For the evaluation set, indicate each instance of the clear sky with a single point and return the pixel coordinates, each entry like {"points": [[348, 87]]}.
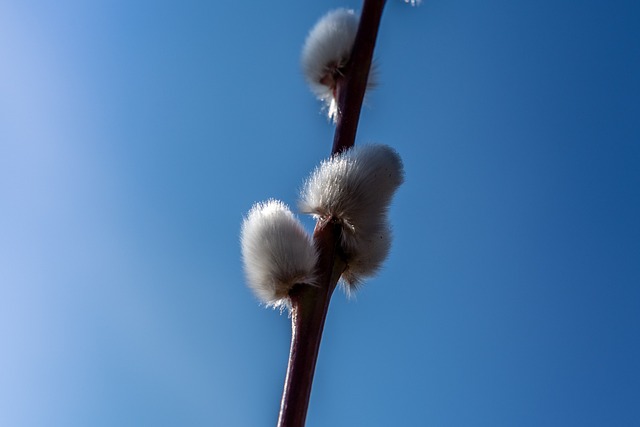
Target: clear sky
{"points": [[134, 136]]}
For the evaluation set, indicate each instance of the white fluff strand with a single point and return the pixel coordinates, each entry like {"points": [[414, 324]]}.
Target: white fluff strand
{"points": [[355, 188], [277, 252], [326, 51]]}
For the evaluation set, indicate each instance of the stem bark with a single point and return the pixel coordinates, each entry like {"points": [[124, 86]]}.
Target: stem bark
{"points": [[309, 304]]}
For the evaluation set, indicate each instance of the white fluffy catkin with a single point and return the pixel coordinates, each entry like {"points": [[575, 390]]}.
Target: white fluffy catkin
{"points": [[277, 252], [326, 51], [355, 188]]}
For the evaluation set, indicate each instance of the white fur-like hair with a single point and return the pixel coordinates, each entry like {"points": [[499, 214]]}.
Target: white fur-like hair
{"points": [[326, 50], [277, 252], [355, 188]]}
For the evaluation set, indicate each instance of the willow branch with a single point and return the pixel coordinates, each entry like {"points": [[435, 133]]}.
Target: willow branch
{"points": [[309, 304]]}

☆ ☆ ☆ ☆ ☆ ☆ ☆

**SHORT TASK:** Put every line of the entries above into a numbered list, leaving out blank lines and the picture.

**ANSWER TO THE EXERCISE:**
1. For the evaluation set, indicate each instance of the clear sky with a single point and return the pixel coordinates, each entry like {"points": [[348, 87]]}.
2. Target: clear sky
3. {"points": [[134, 136]]}
4. For the evaluation set, indicate each instance of the white fluff strand with a single point and return the pixel coordinates, each entry like {"points": [[414, 324]]}.
5. Target: white fluff strand
6. {"points": [[355, 188], [277, 252], [326, 51]]}
7. For the evaluation set, indicate each instance of the stem bark with a single point and return the pixel coordinates, each entry like {"points": [[124, 86]]}.
8. Target: stem bark
9. {"points": [[309, 304]]}
10. For the evaluation set, indicate each instance of the white fluffy catkin with a single point and return the pixel coordinates, each entry like {"points": [[575, 390]]}.
11. Target: white fluffy catkin
12. {"points": [[277, 252], [326, 51], [355, 188]]}
13. For the evaluation set, indicate each instance of the white fur-like hair with a single point and return the pixel coordinates, each entry like {"points": [[499, 214]]}.
14. Target: white fur-like hair
15. {"points": [[326, 50], [277, 252], [355, 188]]}
16. For the evaluation set, indicate each instance of the willow branch with a single point and return the pixel coordinates, each entry like {"points": [[435, 133]]}.
17. Target: willow branch
18. {"points": [[309, 304]]}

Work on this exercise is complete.